Records excerpted from a collection:

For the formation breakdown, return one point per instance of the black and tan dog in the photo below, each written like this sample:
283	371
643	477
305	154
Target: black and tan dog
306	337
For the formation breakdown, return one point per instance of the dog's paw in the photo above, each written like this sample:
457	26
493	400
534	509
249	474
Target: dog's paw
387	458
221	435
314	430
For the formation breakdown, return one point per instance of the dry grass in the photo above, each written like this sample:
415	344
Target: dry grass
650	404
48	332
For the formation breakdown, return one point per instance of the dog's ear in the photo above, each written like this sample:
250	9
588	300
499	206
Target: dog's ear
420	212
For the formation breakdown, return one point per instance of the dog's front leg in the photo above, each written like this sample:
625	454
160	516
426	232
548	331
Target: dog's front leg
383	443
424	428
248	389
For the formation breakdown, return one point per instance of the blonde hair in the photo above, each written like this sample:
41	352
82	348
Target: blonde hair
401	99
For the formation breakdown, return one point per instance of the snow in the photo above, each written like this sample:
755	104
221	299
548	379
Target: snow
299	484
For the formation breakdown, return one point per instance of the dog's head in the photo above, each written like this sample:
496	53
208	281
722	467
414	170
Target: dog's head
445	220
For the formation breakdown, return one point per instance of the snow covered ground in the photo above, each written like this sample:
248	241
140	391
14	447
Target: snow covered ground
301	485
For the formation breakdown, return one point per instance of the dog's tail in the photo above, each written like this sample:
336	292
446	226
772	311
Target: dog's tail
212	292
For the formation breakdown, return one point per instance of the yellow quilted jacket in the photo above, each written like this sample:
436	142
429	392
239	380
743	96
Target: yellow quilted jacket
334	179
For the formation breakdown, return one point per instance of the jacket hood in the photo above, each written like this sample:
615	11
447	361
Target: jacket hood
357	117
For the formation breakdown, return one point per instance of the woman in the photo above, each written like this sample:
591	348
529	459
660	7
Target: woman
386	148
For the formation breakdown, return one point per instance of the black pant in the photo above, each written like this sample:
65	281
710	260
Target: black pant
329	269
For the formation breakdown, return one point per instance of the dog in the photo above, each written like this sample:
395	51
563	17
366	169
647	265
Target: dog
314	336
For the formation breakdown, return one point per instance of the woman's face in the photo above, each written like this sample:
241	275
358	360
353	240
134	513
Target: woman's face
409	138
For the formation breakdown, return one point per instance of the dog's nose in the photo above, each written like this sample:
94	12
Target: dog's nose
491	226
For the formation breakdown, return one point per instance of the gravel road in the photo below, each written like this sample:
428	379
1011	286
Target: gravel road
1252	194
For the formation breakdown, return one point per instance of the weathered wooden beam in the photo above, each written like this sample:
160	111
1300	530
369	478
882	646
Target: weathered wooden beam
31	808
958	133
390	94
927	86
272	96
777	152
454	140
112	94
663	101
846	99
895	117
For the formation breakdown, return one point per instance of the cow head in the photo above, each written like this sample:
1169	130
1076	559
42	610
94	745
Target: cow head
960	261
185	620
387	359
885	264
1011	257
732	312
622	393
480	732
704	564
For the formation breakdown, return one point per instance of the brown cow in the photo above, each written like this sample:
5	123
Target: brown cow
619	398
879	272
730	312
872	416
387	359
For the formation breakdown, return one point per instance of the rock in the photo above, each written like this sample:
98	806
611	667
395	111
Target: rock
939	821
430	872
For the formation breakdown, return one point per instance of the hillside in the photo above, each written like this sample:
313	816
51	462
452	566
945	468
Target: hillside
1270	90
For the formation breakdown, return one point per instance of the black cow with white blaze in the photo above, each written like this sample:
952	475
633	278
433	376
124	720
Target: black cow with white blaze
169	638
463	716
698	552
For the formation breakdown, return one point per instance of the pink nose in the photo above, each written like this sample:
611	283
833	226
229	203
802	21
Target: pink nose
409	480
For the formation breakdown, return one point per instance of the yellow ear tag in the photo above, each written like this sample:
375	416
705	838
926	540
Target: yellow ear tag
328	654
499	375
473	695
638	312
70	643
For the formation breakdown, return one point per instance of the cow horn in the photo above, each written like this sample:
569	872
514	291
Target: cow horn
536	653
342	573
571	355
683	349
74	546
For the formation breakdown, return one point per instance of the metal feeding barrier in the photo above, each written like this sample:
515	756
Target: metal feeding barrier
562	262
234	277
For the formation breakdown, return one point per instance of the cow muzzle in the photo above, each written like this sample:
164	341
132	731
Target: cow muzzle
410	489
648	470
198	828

» Stated problem:
Output all preceding records character for character.

» Completed exercise:
For the formation breakdown, return one point per instance of the black and tan dog in the photo below, each written like this sample:
283	371
643	477
305	154
Target: black and tan dog
306	337
For the formation breakdown, return one point per instance of the dog's paw in the photo above, each written like this sample:
457	26
493	400
534	509
249	474
Target: dog's paw
387	458
221	435
314	430
For the formation breakdown, return one point per instance of the dry grass in the photo above, each written like this sample:
415	344
Target: dry grass
650	404
48	332
For the formation breakdown, return one point per instance of the dog's ear in the photo above, each written like this sample:
250	9
588	300
499	206
Target: dog's ear
420	212
For the formation breakdown, return one point per instance of the dog's front leg in the photo above, each written like this sample:
625	454
160	516
426	232
548	331
Target: dog's front leg
383	443
424	428
248	389
For the formation breakdown, return one point per instance of the blonde hair in the photo above, each written like this sample:
41	352
82	348
Target: blonde hair
401	99
For the formation breakdown, return one point per instance of the snow in the photo above, each written like this sample:
755	104
221	299
548	379
Target: snow
299	484
For the formation breakdown, return one point per instance of the dog's head in the photo above, each written like this sample:
496	53
208	281
722	467
414	170
Target: dog's head
445	220
For the formation breakdown, return one point per instance of the snow covered ground in the photo above, each written like this sample:
248	241
140	391
14	447
Target: snow covered ground
301	485
For the formation breakdown, return one point per instance of the dog's tail in the photo above, each written like this sample:
336	292
446	226
772	311
Target: dog's tail
212	292
For the formation breakdown, return one point per instance of the yellow quilted jacket in the photo above, each written like this sample:
436	142
429	392
239	380
743	96
Target: yellow quilted jacket
334	179
For the formation breakdown, return one point per instance of the jacket hood in the photo above, each written like this sample:
615	11
447	361
Target: jacket hood
357	117
For the formation breakdown, return one point per instance of the woman in the photo above, each written like this sample:
591	348
529	459
660	7
Target: woman
386	148
For the formation breakdown, return one point per instance of the black pant in the photo above, each written like this sample:
65	281
710	260
Target: black pant
329	269
For the formation breakdown, return one point per instance of the dog in the photo above, each written like this sample:
395	51
563	17
366	169
647	265
Target: dog
314	336
For the formation breakdown, return one point per instance of the woman's face in the photo above, each written like this sample:
241	275
358	360
353	240
134	513
Target: woman's face
409	138
For the formation breakdown, return one point per instance of the dog's nose in the photo above, each written like this sample:
94	12
Target: dog's nose
491	226
For the formation breakdown, return one point per instance of the gravel road in the photo below, each written like this sample:
428	379
1011	286
Target: gravel road
1252	194
For the formation breakdown, return one point per instance of the weathered wooden beam in the photo above, each written like this sample:
160	111
1300	530
369	478
882	646
Target: weathered wooden beam
31	808
958	133
390	94
927	86
272	96
777	152
454	140
112	94
663	101
846	99
895	117
For the formation breakdown, return one point per instance of the cow head in the photo above, each written like this sample:
1169	130
1076	559
42	610
94	745
Target: cow head
960	261
185	620
387	359
885	264
1011	257
732	312
622	393
480	732
704	564
For the formation breakdown, return one point per instance of the brown cow in the photo above, each written like this sample:
5	123
Target: brown cow
619	398
879	272
730	312
872	416
387	359
For the formation breakdown, return one point per instance of the rock in the photo above, each written like this sample:
98	806
611	667
395	111
Target: rock
939	821
430	872
For the formation breakdown, return one point per instance of the hillside in the photo above, each written like this sample:
313	816
51	462
452	566
945	468
Target: hillside
1270	90
For the formation breakdown, return one point per instance of the black cow with white blaze in the photo above, each written like this sample:
952	475
633	278
433	376
124	720
Target: black cow with white blaze
169	638
463	716
698	552
For the formation breakdown, return one point per instance of the pink nose in the photo above, each written like this sample:
611	283
833	226
229	203
802	21
Target: pink nose
409	480
For the formation breakdown, return one point per instance of the yellow ear tag in the photo above, each written like this sample:
375	416
705	838
926	540
Target: yellow ear tag
328	654
499	375
473	695
638	312
70	643
For the formation breakdown, return one point per instance of the cow horn in the photo above, each written like this sample:
569	872
514	291
Target: cow horn
536	653
342	573
571	355
683	349
74	546
For the formation breakdown, return one point per instance of the metal feeding barrier in the photo above, each written like this sample:
515	756
Target: metal feeding barrier
562	262
234	277
For the formation breakdown, return one point per instance of the cow muzzle in the photo above, each written like this sample:
164	341
132	731
Target: cow muzzle
410	489
648	470
198	828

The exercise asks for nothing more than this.